**Passage provided**
[latex3-commits] [latex3/latex2e] doc-align-issue: some doc on a TeX bug (2882ebad0)

github at latex-project.org github at latex-project.org
Mon Oct 14 23:01:35 CEST 2024


Repository : https://github.com/latex3/latex2e
On branch  : doc-align-issue
Link       : https://github.com/latex3/latex2e/commit/2882ebad0838b80e87d0fc6bba0cc4fee44b548b

>---------------------------------------------------------------

commit 2882ebad0838b80e87d0fc6bba0cc4fee44b548b
Author: Frank Mittelbach <frank.mittelbach at latex-project.org>
Date:   Mon Oct 14 23:01:35 2024 +0200

    some doc on a TeX bug


>---------------------------------------------------------------

2882ebad0838b80e87d0fc6bba0cc4fee44b548b
 required/tools/array.dtx | 141 +++++++++++++++++++++++++++++++++++++++--------
 1 file changed, 117 insertions(+), 24 deletions(-)

**Given request 1**
List every field name in the commit notice that begins a line and is followed by a colon.
The records that come next are unrelated to the commit notice.

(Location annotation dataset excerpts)
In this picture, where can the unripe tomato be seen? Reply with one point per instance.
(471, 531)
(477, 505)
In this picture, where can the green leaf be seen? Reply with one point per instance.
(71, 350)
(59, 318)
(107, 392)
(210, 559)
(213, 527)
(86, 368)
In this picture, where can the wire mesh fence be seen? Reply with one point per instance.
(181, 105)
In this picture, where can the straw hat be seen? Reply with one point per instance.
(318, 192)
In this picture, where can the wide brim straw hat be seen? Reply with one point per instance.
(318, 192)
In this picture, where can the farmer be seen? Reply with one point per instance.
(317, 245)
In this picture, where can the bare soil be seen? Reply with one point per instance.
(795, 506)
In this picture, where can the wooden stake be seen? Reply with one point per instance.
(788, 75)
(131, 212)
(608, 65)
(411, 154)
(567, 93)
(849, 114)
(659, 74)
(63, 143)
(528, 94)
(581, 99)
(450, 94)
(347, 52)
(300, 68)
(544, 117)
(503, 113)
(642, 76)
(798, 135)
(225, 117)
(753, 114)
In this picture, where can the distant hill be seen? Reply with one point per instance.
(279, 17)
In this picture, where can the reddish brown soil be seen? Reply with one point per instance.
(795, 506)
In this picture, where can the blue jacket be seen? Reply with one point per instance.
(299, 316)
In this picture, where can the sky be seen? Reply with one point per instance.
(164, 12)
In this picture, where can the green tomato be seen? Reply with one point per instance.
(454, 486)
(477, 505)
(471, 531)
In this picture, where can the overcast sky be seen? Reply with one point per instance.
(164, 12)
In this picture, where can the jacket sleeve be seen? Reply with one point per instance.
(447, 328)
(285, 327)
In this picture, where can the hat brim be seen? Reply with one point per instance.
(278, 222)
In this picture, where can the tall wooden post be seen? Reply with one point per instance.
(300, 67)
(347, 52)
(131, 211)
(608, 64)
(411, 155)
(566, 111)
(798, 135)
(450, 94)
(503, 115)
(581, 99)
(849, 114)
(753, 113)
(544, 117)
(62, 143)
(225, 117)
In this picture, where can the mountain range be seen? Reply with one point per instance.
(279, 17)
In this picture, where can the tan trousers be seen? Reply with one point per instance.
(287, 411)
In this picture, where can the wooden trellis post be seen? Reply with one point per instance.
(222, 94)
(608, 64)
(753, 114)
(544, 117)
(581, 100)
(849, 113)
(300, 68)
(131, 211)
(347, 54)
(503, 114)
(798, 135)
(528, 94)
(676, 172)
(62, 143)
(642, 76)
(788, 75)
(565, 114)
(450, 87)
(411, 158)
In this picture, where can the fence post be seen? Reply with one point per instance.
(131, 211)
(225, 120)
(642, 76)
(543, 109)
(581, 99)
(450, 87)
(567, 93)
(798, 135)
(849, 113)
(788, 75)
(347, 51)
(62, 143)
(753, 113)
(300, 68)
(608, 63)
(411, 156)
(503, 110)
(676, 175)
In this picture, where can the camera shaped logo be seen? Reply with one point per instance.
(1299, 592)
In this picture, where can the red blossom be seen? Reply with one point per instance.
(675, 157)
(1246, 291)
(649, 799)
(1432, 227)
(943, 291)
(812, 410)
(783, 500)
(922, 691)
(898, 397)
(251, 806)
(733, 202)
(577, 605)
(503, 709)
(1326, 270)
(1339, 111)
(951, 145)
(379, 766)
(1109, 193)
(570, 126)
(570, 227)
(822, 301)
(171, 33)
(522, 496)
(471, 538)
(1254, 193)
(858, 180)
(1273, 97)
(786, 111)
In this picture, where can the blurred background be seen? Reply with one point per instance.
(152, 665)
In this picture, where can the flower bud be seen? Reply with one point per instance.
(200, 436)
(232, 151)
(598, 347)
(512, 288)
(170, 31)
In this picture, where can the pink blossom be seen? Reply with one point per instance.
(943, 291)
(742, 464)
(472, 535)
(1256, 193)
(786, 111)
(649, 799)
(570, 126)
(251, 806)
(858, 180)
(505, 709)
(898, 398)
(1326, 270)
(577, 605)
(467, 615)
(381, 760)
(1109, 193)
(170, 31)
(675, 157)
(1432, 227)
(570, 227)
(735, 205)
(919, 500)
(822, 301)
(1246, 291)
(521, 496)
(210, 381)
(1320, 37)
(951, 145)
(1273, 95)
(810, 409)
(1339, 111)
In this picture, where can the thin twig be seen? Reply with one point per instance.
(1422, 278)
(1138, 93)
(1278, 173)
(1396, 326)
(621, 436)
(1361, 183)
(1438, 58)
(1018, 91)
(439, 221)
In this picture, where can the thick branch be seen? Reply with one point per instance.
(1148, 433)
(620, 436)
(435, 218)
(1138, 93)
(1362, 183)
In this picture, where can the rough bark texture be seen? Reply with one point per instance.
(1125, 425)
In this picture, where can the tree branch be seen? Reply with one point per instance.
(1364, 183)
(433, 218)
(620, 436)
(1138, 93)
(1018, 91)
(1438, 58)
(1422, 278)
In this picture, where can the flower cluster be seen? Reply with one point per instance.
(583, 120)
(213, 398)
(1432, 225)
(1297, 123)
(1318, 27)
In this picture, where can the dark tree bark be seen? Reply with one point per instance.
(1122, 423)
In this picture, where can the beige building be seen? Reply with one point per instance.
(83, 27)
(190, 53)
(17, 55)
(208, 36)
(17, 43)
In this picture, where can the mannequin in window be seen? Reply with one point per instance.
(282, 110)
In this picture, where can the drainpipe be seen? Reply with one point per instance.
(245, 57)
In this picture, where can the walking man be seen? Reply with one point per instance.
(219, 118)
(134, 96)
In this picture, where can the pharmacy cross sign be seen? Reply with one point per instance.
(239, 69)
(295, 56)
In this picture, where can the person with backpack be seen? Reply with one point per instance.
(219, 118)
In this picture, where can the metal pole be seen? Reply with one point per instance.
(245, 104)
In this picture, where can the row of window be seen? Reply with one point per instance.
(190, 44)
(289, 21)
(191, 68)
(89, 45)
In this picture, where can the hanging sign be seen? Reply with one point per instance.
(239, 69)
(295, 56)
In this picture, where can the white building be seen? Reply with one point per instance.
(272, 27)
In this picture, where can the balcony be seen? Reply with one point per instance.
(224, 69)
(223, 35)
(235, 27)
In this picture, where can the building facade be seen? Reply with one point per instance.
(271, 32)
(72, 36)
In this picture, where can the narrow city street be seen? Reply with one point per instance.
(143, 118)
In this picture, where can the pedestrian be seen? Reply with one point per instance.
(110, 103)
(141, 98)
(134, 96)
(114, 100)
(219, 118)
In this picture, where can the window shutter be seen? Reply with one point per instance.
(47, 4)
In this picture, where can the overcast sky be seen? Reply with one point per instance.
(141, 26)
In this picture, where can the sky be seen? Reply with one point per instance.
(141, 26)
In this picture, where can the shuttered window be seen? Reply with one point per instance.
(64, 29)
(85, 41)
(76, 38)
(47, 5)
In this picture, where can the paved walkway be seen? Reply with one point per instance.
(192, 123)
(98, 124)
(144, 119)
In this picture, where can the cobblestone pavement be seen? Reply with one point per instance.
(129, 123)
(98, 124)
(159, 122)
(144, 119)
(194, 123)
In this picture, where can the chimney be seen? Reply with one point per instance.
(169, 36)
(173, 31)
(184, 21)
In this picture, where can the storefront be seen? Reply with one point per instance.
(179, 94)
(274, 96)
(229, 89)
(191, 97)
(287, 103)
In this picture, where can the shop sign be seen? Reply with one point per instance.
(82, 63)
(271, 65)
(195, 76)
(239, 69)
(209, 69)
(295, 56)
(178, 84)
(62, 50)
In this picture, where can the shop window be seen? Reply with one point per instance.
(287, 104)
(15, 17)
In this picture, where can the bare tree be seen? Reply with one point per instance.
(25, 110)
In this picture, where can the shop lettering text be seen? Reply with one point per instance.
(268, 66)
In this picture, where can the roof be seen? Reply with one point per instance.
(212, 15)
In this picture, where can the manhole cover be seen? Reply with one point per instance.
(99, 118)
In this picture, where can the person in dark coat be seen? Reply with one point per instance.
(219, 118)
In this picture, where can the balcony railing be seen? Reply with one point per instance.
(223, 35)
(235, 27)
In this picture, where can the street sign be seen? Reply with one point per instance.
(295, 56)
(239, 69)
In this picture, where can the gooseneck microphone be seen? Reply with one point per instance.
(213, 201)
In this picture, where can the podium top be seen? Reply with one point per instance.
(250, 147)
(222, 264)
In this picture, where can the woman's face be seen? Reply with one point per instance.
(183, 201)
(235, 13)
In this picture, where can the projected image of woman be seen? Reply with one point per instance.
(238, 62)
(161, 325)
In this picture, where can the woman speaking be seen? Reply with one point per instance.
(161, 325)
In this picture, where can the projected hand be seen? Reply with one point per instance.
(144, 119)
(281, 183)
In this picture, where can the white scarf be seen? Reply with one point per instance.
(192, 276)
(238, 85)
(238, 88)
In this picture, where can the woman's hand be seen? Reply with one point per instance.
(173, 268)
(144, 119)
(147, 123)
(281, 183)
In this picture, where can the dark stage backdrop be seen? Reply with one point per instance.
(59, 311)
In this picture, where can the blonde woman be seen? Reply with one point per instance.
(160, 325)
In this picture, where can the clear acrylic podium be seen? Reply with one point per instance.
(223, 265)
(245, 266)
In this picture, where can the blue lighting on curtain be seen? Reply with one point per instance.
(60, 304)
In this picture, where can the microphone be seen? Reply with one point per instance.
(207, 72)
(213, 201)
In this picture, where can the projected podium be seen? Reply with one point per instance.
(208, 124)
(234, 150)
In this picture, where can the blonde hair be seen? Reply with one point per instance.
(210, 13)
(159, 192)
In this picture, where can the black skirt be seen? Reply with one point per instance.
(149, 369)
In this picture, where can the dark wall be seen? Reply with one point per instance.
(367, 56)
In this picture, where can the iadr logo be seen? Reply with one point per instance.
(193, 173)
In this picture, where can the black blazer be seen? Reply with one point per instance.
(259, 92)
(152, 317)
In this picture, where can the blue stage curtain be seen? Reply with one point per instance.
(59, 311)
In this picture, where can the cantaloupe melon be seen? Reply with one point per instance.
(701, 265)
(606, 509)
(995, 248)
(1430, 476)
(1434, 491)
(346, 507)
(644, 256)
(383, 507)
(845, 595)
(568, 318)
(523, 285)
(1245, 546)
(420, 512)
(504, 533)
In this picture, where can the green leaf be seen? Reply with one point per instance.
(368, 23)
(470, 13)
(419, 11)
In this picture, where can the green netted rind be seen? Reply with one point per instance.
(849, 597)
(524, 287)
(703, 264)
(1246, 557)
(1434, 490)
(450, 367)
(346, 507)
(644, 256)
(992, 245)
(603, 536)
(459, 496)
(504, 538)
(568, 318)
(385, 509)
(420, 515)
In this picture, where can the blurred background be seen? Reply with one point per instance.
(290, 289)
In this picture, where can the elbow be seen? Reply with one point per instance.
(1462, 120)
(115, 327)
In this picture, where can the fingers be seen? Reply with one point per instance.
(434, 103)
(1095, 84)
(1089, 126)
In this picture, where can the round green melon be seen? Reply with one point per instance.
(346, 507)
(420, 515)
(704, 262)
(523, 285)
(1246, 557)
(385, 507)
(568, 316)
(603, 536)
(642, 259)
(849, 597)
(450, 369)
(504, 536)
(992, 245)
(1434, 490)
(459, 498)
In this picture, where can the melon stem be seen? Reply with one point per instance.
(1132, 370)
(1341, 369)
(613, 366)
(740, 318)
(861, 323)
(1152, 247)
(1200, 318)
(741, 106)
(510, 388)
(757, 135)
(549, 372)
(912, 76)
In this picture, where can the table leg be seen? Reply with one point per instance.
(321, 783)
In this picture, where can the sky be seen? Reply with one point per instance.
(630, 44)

**Given request 2**
Lay out as a numbered list the lines of the records from the line with "In this picture, where can the blue jacket" to the line with "(1299, 592)", leaving out any blank lines.

**Complete response 1**
- Repository
- On branch
- Link
- Author
- Date

**Complete response 2**
1. In this picture, where can the blue jacket be seen? Reply with one point per instance.
2. (299, 316)
3. In this picture, where can the sky be seen? Reply with one point per instance.
4. (164, 12)
5. In this picture, where can the green tomato be seen? Reply with one point per instance.
6. (454, 486)
7. (477, 505)
8. (471, 531)
9. In this picture, where can the overcast sky be seen? Reply with one point per instance.
10. (164, 12)
11. In this picture, where can the jacket sleeve be seen? Reply with one point per instance.
12. (447, 328)
13. (285, 327)
14. In this picture, where can the hat brim be seen? Reply with one point per instance.
15. (278, 222)
16. In this picture, where can the tall wooden post be seen? Reply with one point per instance.
17. (300, 67)
18. (347, 52)
19. (131, 211)
20. (608, 64)
21. (411, 155)
22. (566, 111)
23. (798, 135)
24. (450, 94)
25. (503, 115)
26. (581, 99)
27. (849, 114)
28. (753, 113)
29. (544, 117)
30. (62, 143)
31. (225, 117)
32. In this picture, where can the mountain range be seen? Reply with one point per instance.
33. (279, 17)
34. In this picture, where can the tan trousers be seen? Reply with one point per instance.
35. (287, 411)
36. In this picture, where can the wooden trellis post be seen? Reply with one point per instance.
37. (222, 94)
38. (608, 64)
39. (753, 114)
40. (544, 117)
41. (581, 100)
42. (849, 113)
43. (300, 68)
44. (131, 211)
45. (347, 54)
46. (503, 114)
47. (798, 135)
48. (528, 94)
49. (676, 172)
50. (62, 143)
51. (642, 76)
52. (788, 75)
53. (565, 114)
54. (450, 87)
55. (411, 158)
56. In this picture, where can the fence post be seen? Reply with one point per instance.
57. (131, 211)
58. (225, 120)
59. (642, 76)
60. (543, 109)
61. (581, 99)
62. (450, 87)
63. (567, 93)
64. (798, 135)
65. (849, 113)
66. (788, 75)
67. (347, 51)
68. (62, 143)
69. (753, 113)
70. (300, 68)
71. (608, 63)
72. (411, 156)
73. (503, 110)
74. (676, 175)
75. In this picture, where can the camera shaped logo be seen? Reply with one point per instance.
76. (1299, 592)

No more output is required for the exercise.